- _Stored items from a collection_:
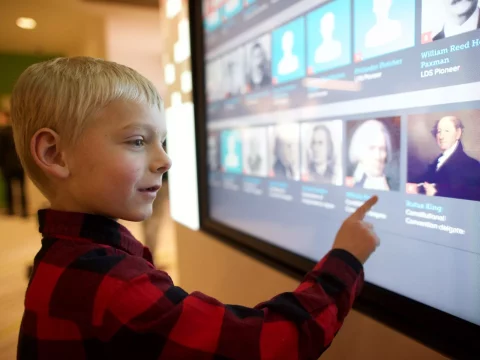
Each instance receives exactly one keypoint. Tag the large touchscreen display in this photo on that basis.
(313, 106)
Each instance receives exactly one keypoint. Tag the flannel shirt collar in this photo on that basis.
(87, 227)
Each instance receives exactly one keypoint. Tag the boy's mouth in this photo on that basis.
(150, 189)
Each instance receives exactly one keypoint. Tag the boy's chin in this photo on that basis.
(136, 215)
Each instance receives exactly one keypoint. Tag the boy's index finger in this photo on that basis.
(359, 214)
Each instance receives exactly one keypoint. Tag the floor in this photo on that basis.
(20, 241)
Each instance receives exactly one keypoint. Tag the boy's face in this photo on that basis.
(117, 166)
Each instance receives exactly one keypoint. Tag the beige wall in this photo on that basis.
(214, 268)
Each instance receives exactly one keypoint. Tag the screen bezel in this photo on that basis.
(451, 336)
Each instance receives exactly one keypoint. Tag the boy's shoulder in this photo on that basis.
(84, 259)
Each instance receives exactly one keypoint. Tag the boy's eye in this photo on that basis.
(138, 142)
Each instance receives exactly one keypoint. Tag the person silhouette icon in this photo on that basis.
(289, 62)
(330, 49)
(385, 30)
(232, 161)
(231, 6)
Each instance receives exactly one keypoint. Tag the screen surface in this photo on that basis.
(313, 106)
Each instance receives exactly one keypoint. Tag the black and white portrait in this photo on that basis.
(321, 148)
(258, 57)
(444, 154)
(284, 143)
(233, 79)
(373, 154)
(255, 151)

- _WHAT THE EXERCISE ASKS_: Return every entry above exactly as written, minus the pictures.

- _REPLY TO THE EXERCISE_:
Each instance receives exactly one keypoint. Tag the large touchscreen display in this photo on that basis.
(313, 106)
Each instance receives exactly one keypoint. Tag the flannel shirt collar in this photo on that basis.
(87, 227)
Each instance receives exactly one keypoint. Tag the boy's mouth in this photo on that basis.
(150, 189)
Each instance receives exactly one keypoint. Tag the boy's chin in this photo on that basis.
(136, 215)
Each instance receives exactly one keypoint. Tag the boy's index finger in this photo on that basis.
(359, 214)
Each instance receives exactly one keypoint. Tag the floor in this photo on that basis.
(20, 241)
Each instance receives exactly one keypoint. Tag the boy's face in this photo on that basis.
(117, 166)
Each instance receives exactly one keypoint. Tag the beige wall in this photo on that basis.
(214, 268)
Each instance receives exactly one keypoint. Tag the screen bezel in this photo on that basis.
(451, 336)
Each instance receives exactly one keypoint. Tag the boy's shoulder in this photo on that basis.
(84, 259)
Each instance receives exactly one keypoint. Tag the boy's eye in this photo on that basis.
(138, 142)
Each instance receives exactly one keypoint. Tag the person silhouette icon in this photo on that basis.
(289, 62)
(330, 49)
(385, 30)
(232, 161)
(231, 6)
Each instance receives exactly one keypoint. Tag the screen surface in this photo on that basis.
(313, 106)
Each instance receives exactly one keypoint. Tag the black and white portrait in this photo on that basis.
(321, 148)
(258, 57)
(444, 154)
(284, 143)
(233, 79)
(373, 154)
(255, 151)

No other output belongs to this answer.